Problem to work on
Copy the listing below, swapping "disc" for "circle" and leaving everything else the same.

Exercise data

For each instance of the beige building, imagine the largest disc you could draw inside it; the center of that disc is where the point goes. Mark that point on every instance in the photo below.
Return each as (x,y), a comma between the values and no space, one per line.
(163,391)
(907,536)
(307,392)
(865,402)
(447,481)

Solution for this exercise
For each instance of the beige building, imagine the largest circle you could draw inside it; the center of that circle is where the point goes. Mark that point on every instance in the photo below.
Return each as (x,y), a comma between the values and no space, one per line.
(163,391)
(907,536)
(307,392)
(865,402)
(447,481)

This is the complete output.